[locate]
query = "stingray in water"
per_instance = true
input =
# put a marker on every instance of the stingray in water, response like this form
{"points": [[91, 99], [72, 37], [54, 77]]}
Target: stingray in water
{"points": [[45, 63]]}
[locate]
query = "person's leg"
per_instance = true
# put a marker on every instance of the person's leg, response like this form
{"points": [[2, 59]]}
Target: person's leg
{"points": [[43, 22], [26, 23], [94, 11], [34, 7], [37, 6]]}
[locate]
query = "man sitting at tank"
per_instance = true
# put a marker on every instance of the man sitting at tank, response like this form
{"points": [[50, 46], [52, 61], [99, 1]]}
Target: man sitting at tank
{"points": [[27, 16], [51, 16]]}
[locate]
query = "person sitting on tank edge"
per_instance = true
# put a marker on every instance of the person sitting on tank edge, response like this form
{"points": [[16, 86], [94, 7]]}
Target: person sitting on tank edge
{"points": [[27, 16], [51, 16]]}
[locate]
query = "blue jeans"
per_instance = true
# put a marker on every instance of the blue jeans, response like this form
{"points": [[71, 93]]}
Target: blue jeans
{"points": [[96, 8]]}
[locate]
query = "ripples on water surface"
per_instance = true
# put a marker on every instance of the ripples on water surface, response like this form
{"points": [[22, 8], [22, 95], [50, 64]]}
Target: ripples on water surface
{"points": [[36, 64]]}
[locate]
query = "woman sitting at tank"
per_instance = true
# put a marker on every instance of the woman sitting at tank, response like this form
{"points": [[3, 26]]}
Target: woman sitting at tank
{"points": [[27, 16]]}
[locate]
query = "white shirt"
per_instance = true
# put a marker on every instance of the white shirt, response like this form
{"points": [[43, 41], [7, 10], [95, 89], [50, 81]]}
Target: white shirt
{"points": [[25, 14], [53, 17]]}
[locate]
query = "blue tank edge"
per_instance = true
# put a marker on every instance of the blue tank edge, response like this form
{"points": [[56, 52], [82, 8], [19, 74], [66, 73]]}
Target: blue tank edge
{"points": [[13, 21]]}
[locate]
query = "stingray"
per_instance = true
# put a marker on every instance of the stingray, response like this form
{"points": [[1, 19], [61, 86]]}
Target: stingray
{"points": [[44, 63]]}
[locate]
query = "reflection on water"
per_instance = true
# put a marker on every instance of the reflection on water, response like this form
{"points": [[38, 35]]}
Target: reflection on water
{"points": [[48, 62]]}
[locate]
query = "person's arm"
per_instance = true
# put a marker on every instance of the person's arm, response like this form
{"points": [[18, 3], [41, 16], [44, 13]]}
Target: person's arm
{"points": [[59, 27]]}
════════
ASSIGNED TASK: The task here is to output the line with "arm, response like this form" and all lines after it to the end of the records above, exactly and only those.

ANSWER TO THIS TASK:
# put a marker on every instance of the person's arm, response like this form
{"points": [[18, 3], [41, 16], [44, 13]]}
Target: person's arm
{"points": [[59, 27]]}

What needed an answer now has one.